## TASK DESCRIPTION
Copy out the material below, putting "Draw a box" in place of every "Produce a box" and leaving everything else untouched.
+===+
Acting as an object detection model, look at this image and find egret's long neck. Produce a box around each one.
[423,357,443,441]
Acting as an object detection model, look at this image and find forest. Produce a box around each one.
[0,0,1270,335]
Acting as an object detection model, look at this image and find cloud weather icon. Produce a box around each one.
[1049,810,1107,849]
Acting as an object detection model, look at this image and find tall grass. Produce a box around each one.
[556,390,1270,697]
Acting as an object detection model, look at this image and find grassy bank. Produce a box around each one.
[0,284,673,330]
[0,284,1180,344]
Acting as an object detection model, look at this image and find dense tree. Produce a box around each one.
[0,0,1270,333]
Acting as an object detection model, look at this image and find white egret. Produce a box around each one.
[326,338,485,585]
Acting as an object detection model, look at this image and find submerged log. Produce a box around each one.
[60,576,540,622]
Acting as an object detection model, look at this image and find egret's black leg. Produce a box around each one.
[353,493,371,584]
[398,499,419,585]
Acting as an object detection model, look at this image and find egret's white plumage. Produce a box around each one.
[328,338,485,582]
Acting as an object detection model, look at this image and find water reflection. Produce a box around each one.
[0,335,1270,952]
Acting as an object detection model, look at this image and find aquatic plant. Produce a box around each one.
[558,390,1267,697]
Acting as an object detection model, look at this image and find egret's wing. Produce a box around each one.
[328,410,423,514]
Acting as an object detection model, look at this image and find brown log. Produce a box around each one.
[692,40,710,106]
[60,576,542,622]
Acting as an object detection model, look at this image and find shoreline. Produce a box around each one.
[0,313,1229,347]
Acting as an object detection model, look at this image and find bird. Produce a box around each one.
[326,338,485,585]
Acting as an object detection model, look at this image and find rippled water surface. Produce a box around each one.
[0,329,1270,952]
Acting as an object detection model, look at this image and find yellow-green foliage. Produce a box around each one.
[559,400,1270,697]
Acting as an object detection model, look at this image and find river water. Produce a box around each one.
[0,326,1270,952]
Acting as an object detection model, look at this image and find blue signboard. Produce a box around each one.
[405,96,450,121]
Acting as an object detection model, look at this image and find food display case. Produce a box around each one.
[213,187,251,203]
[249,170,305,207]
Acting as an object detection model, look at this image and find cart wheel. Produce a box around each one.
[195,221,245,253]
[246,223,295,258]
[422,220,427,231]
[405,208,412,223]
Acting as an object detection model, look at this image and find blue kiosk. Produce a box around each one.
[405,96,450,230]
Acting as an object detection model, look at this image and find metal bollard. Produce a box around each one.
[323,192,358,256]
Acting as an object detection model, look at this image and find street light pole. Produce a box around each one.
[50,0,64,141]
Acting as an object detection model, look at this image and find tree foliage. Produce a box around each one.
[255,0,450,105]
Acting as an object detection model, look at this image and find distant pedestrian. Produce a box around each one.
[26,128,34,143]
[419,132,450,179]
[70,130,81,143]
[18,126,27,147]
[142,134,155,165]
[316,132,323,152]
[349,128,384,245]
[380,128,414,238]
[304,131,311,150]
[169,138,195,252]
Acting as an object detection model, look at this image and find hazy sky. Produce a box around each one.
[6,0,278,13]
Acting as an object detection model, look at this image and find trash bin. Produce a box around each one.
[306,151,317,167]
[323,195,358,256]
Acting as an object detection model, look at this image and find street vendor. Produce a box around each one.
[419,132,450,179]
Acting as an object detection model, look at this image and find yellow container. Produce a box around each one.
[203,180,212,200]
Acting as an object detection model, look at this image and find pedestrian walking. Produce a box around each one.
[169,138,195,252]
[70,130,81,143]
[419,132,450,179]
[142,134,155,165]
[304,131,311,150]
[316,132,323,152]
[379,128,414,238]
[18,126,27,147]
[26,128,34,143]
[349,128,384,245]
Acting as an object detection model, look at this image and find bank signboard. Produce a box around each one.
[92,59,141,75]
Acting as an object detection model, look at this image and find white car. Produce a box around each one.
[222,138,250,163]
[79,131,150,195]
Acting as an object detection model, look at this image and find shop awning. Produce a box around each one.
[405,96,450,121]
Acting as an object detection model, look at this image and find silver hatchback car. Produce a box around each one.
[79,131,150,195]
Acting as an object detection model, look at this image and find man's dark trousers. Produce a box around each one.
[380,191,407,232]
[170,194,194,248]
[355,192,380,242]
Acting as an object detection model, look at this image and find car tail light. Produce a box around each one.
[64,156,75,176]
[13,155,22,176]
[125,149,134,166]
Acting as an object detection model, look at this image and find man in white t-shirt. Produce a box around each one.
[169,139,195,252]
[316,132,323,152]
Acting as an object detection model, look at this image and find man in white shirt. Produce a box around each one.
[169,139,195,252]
+===+
## FULL OUTPUT
Acting as an object detection model, look at this image and find egret's long neck. Draw a box around each one.
[423,357,443,441]
Acting as an object detection model, look at this image and find forest. Draw a box around each one.
[0,0,1270,335]
Acting as an object detection model, look at this image and find cloud weather icon. Draw a box around each one.
[1049,810,1107,849]
Acting as an object detection model, look at this image and find tall grass. Draw a box around each one.
[556,390,1270,697]
Acting as an object detection model, look at this image and find grassy bank. Draw a box around each one.
[0,284,673,330]
[0,284,1180,344]
Acting as an object detection model, look at this image and find dense tree. Draw a box around each one.
[0,0,1270,333]
Acting as an object detection model, look at this image and find white egret. Draw a box around each one.
[326,338,485,585]
Acting as an object detection model, look at this image and find submerged log. Draw a box around each one.
[60,576,540,622]
Acting as an object detection model, look at this image and find egret's black leg. Draw a box around each one.
[353,493,371,584]
[398,499,419,585]
Acting as an object detection model, look at this image and find egret's white plumage. Draw a box around each one.
[328,338,485,582]
Acting as an object detection model, look at this image and find water reflection. Draw a box around each one.
[0,335,1270,952]
Acting as an object detection model, look at this image and find aquatic plant. Draw a box around each one.
[558,390,1267,697]
Acting as an object detection model, look at this image and find egret's wing. Draw a box around each one.
[328,410,423,514]
Acting as an object detection model, look at this image and find brown log. Draw a box around each one.
[692,40,710,106]
[60,576,542,622]
Acting as an object detection model, look at this image and find shoreline. Draw a box around each one.
[0,313,1229,347]
Acting as an object detection model, look at this image and find bird. Draw a box around each one.
[326,338,485,585]
Acting as an object detection model, look at this image and find rippled water surface. Draw a box around each one.
[0,329,1270,952]
Acting as an object detection model, look at this image and find yellow-green foliage. Draw a box around each one.
[559,400,1270,697]
Acting as an object detection model, look at this image and find river water. Draw a box around each one.
[0,326,1270,952]
Acting as an object detection model, look at this image and find blue signboard. Draw a box around each one.
[405,96,450,121]
Acting as an object detection model, look at this image and find food display case. Draw a box around each one.
[213,187,251,203]
[249,170,305,207]
Acting as an object detection model, look at this image and find cart wheel. Draw a box around each one.
[195,221,245,253]
[246,223,295,258]
[422,220,427,231]
[405,208,412,223]
Acting as an object detection model, look at this image and find blue kiosk. Draw a box around each one.
[405,96,450,230]
Acting as an object detection model, look at this image and find metal bollard. Draw a box around each one.
[323,192,358,256]
Acting as an object detection model, look at this image and find street light pole. Draw a box around each one.
[50,0,64,141]
Acting as an object detection model, look at this image and find tree foliage. Draw a box around each one.
[255,0,450,105]
Acting as an object detection model, look at this image and find distant pedestrian. Draw a box around each one.
[26,128,34,143]
[419,132,450,179]
[70,130,81,143]
[18,126,27,147]
[142,134,155,165]
[316,132,323,152]
[349,128,384,245]
[380,128,414,238]
[304,131,311,150]
[169,138,195,252]
Acting as an object detection model, look at this image and find hazy sky. Draw a box around each one.
[6,0,278,13]
Acting as an object detection model, look at this image and find trash bin. Draw a box around each one.
[306,151,317,167]
[323,195,358,256]
Acting as an object detection model, look at this image and find street vendor. Draw a box around each one.
[419,132,450,179]
Acting as an object detection model, look at this image and find yellow container. Draw a box around each one.
[203,180,212,200]
Acting as an object detection model, look at this image and find pedestrian walking. Draw a box around each one.
[169,138,195,252]
[70,130,81,143]
[419,132,450,179]
[142,134,155,165]
[304,131,311,150]
[316,132,323,152]
[379,128,414,238]
[18,126,27,147]
[26,128,34,143]
[349,128,384,245]
Acting as an object detection model, look at this image and find bank signboard. Draw a box around each one.
[92,59,141,75]
Acting as an object detection model, look at this image and find white car. Draw a box around each one.
[222,138,250,163]
[79,131,150,195]
Acting as an object detection model, look at this image and find shop awning. Draw a box around each one.
[405,96,450,121]
Acting as an object detection model, look at this image and find silver hatchback car. Draw a box around each one.
[79,131,150,195]
Acting as an object detection model, look at this image and find man's dark trousers. Draw a box around each one.
[380,191,407,232]
[170,194,194,248]
[355,192,380,242]
Acting as an object detection model, look at this image and find car tail light. Draw a box around each one.
[64,156,75,176]
[13,155,22,176]
[125,149,134,166]
Acting as an object detection model, look at this image and find man in white t-shirt. Draw a box around each one.
[169,139,195,252]
[316,132,323,152]
Acting as an object detection model, look at this image and find man in white shirt. Draw a box around each one.
[169,139,195,252]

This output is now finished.